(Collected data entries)
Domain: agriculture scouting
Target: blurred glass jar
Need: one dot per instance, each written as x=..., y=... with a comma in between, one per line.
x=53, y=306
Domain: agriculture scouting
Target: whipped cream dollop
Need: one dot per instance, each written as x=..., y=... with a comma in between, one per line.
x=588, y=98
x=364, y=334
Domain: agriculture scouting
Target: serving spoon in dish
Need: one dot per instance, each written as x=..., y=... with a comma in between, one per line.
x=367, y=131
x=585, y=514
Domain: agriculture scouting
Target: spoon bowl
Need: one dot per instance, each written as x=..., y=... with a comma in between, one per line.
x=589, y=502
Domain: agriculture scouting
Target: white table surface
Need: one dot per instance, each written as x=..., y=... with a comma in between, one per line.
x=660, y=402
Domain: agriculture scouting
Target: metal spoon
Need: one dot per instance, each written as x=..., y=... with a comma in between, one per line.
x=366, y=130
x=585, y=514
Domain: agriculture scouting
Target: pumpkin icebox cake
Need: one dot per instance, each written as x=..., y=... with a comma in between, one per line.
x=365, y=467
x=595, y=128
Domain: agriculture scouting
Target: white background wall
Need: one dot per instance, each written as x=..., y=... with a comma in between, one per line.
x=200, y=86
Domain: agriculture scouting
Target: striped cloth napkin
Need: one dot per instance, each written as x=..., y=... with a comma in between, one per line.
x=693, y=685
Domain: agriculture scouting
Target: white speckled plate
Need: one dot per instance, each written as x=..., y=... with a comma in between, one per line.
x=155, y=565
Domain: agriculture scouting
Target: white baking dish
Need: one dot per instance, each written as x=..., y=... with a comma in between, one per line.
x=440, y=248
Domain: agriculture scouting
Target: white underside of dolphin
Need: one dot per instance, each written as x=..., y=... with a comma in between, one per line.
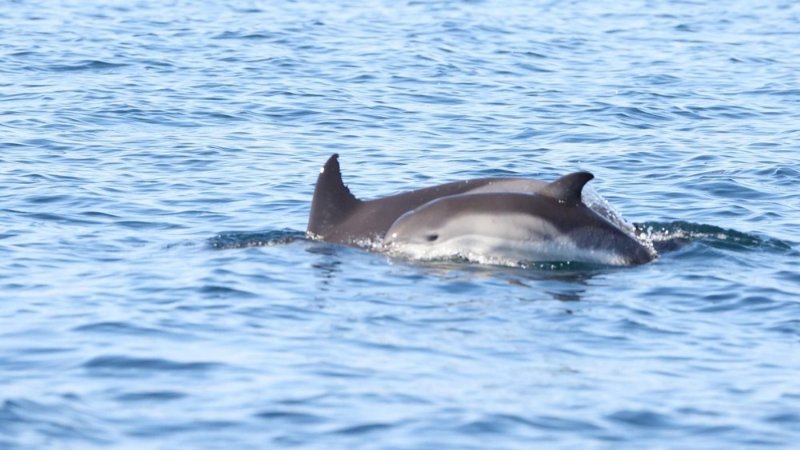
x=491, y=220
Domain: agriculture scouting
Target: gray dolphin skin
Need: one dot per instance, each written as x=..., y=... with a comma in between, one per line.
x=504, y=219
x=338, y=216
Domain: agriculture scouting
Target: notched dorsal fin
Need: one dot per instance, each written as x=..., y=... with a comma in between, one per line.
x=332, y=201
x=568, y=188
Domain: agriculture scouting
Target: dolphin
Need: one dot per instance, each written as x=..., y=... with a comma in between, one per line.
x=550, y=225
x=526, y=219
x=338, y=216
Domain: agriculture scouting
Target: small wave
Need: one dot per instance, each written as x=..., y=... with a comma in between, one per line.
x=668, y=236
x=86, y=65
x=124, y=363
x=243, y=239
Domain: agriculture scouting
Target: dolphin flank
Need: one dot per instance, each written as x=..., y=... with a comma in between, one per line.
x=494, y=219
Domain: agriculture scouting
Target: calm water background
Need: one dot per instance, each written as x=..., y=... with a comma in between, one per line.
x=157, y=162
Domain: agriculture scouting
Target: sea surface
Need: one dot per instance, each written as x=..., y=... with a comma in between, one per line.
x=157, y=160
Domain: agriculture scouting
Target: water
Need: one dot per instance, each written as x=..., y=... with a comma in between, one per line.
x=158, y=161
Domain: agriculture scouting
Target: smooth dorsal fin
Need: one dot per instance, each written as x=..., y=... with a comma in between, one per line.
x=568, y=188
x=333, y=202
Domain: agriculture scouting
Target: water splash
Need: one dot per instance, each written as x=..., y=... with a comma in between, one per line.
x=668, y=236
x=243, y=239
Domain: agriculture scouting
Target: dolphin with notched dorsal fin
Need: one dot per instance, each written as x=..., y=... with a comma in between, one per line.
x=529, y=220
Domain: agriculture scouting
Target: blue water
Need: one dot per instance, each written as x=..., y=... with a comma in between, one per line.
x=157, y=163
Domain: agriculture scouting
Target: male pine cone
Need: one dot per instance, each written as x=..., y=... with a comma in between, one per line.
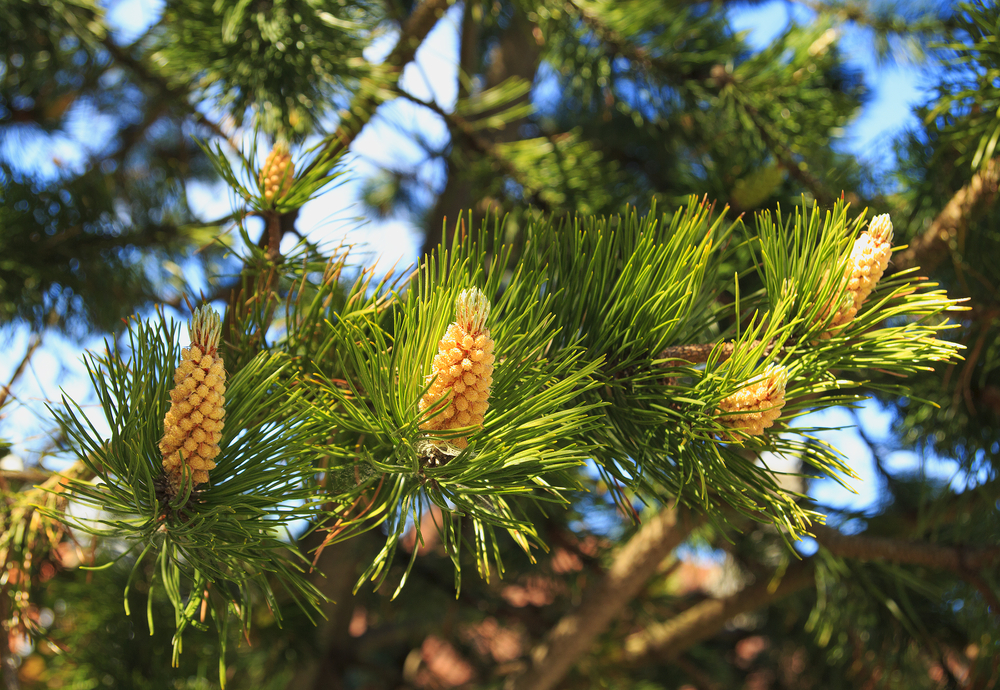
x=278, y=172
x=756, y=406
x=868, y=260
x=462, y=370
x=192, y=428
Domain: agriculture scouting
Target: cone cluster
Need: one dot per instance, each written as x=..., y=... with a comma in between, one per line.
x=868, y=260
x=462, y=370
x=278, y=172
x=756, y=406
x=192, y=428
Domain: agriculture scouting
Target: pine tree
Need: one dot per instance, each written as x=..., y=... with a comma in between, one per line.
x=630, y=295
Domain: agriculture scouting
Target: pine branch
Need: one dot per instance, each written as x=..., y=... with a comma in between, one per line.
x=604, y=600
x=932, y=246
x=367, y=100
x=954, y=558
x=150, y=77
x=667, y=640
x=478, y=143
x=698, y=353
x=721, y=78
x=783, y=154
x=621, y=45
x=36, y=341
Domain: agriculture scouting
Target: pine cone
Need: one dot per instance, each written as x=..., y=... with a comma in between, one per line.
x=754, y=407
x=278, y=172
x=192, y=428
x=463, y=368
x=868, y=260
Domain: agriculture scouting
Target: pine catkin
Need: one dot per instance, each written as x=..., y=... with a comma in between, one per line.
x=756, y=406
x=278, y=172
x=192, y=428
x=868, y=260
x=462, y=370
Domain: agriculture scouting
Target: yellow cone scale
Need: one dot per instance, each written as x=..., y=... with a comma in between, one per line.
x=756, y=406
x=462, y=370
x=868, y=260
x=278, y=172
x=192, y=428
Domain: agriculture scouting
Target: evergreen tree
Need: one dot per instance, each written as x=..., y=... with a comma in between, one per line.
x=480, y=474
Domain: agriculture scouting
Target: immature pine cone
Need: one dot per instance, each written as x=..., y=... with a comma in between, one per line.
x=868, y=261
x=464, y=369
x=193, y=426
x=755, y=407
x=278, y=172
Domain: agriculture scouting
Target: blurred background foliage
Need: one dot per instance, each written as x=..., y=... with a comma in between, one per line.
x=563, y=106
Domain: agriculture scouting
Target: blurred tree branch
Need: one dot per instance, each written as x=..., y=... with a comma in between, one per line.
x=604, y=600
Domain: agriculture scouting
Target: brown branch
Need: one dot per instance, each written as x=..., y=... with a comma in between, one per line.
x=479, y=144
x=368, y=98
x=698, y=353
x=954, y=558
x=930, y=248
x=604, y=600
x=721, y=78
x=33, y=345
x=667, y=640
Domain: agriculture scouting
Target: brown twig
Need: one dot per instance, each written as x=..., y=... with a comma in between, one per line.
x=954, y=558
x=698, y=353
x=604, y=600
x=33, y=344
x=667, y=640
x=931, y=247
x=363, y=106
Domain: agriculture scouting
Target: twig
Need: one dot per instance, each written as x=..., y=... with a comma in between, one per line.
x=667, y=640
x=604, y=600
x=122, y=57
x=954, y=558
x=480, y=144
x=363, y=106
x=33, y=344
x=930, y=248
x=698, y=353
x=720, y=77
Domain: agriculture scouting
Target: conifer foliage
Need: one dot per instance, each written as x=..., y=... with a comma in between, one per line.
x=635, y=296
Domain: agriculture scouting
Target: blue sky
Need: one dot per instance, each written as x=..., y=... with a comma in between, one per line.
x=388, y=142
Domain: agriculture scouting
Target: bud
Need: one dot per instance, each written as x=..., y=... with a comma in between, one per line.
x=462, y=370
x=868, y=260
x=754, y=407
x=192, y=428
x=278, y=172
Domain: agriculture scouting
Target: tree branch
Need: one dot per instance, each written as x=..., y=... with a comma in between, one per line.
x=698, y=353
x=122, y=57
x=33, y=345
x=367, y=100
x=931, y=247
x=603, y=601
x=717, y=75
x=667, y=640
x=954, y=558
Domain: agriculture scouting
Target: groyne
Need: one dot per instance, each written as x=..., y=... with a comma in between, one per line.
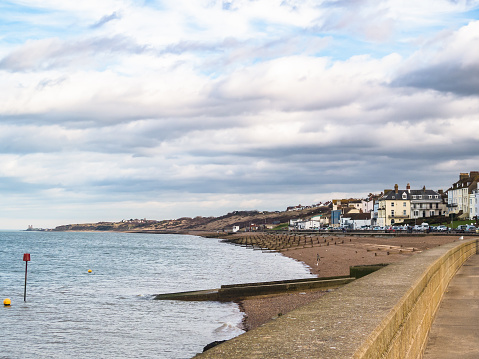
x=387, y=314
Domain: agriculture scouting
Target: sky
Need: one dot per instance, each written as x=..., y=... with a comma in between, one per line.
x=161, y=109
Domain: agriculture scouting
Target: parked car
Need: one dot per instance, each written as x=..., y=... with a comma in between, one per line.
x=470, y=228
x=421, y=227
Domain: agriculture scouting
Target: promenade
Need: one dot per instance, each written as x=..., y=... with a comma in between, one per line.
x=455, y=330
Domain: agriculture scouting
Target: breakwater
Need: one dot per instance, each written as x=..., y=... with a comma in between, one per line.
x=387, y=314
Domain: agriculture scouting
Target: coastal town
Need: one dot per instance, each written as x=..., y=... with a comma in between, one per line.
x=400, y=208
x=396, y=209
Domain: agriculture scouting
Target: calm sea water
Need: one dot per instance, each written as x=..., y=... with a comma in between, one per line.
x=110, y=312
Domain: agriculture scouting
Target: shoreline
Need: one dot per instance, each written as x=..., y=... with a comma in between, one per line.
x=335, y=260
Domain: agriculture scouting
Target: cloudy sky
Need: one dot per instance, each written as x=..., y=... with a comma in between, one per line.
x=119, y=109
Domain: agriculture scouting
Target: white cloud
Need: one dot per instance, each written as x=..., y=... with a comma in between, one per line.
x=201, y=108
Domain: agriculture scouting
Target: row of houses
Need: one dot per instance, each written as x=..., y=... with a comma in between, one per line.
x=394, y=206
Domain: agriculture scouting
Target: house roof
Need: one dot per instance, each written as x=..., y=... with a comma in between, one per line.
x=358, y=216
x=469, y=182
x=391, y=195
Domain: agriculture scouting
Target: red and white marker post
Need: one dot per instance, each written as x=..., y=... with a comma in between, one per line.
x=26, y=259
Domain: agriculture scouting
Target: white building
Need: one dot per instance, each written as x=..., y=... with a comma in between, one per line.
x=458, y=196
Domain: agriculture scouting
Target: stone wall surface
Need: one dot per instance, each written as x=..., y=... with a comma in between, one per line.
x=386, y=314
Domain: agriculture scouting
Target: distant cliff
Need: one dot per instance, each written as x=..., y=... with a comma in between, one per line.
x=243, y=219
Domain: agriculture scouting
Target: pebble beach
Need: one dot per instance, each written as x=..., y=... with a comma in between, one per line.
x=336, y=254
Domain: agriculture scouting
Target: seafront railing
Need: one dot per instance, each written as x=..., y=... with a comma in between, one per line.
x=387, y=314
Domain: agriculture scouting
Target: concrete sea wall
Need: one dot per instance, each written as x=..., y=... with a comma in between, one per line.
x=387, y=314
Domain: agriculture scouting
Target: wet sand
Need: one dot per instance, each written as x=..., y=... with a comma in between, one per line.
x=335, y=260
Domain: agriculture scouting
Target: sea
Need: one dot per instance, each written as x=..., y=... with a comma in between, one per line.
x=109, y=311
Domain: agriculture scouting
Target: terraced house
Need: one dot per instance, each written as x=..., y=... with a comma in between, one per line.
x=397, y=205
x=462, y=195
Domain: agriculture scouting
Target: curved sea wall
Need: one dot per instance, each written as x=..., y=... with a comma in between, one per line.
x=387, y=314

Goal of the exercise ::
Give back exactly the lines above, from the line containing "Target: cloudy sky" through the line containing "Target: seafront railing", with both end lines and nothing more.

Solution for this task ::
Target: cloudy sky
Need: one dot per instance, each written as x=..., y=... with a comma in between, one per line.
x=119, y=109
Domain: agriculture scouting
Target: white cloud
Need: one dot per instance, each written as x=..., y=... with a comma in between, one per line.
x=201, y=108
Domain: agriculture scouting
Target: row of houses
Need: one dot per instance, each written as x=..., y=... with a comma in between, one per line.
x=394, y=206
Domain: agriculture scouting
Target: house roof
Need: one dot per instance, each written as x=..., y=... with a comma in between, one per line.
x=358, y=216
x=469, y=182
x=391, y=195
Domain: agriculture scouting
Target: red and white marker post
Need: one dot per instance, each written as x=..., y=... with a comma in between, one per line.
x=26, y=259
Domain: agriculture scouting
Target: white building
Need: one dot per instance, each written as x=..., y=... with a comma in between, one per line.
x=458, y=196
Domain: agriculture scouting
Target: stone wall surface
Need: one dot per instance, each written as x=..., y=... with a comma in between, one per line.
x=386, y=314
Domain: agriculture scouting
Target: distant cliff
Need: one dot per instance, each written as x=..., y=... with a comma in between, one per line.
x=243, y=219
Domain: agriculture scouting
Target: pebble beach
Need: one dot per instance, each written as x=..., y=... with a comma in between, one per line.
x=336, y=254
Domain: agriculture scouting
Target: seafront railing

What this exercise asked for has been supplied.